(Natural-language object grounding data)
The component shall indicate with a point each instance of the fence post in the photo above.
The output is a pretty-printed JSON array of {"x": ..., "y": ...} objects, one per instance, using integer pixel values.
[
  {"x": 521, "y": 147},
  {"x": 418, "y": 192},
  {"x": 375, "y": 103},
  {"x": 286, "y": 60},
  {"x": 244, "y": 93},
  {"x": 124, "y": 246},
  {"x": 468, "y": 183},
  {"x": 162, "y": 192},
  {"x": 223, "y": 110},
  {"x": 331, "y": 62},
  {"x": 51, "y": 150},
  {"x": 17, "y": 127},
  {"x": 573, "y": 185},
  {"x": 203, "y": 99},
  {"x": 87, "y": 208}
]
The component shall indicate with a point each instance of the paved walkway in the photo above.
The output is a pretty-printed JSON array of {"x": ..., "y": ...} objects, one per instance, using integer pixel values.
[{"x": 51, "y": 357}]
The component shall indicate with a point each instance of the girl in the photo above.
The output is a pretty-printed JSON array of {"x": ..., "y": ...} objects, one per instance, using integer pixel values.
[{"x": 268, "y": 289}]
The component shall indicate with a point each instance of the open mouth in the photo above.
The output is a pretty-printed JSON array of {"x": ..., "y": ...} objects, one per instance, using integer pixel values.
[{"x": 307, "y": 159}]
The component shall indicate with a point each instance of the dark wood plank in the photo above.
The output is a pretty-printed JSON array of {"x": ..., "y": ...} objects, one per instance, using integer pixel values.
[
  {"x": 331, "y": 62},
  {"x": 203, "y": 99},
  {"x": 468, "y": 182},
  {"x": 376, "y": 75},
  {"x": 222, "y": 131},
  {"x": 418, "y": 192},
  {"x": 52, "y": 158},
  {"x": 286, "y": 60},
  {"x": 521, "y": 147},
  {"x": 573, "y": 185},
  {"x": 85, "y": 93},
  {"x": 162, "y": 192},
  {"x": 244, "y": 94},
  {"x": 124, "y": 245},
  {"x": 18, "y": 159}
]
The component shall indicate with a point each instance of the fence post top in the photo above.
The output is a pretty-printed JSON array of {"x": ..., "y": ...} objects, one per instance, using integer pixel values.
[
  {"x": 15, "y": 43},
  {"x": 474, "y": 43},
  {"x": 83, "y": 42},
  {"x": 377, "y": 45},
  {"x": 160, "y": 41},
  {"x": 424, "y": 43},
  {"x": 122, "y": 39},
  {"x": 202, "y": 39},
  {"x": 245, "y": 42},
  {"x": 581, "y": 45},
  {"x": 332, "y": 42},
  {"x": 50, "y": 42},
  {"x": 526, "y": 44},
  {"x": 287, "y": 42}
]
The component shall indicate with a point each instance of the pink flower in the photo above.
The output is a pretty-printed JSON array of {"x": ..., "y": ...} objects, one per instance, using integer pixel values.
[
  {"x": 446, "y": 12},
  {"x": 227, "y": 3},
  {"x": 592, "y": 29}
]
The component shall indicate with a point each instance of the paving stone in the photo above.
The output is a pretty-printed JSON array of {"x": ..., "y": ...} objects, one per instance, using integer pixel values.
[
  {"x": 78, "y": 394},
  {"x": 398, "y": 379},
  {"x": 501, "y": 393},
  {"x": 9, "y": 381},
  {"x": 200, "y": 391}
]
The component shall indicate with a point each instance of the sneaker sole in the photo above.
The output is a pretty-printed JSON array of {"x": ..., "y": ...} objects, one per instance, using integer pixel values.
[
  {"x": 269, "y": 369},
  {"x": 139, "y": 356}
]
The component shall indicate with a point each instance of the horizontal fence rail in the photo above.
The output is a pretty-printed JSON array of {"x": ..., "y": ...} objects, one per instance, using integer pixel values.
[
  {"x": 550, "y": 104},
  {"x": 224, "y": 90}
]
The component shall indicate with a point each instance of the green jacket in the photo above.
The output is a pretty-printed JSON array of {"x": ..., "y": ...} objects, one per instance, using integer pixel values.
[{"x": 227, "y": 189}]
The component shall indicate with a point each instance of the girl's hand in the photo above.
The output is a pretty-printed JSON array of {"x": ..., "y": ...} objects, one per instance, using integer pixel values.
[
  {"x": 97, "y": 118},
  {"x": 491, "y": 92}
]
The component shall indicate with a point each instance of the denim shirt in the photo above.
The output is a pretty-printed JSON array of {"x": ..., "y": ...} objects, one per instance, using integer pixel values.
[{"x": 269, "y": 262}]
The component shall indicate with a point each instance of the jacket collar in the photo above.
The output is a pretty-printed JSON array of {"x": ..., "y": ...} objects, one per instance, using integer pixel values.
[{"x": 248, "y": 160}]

> _What you will do_:
Every line of the entries above that holds "girl" should be copied out.

> _Answer section_:
The component shall indicate with a point each instance of the girl in the photo above.
The component shall indicate with a point each instance of the girl's hand in the photo above.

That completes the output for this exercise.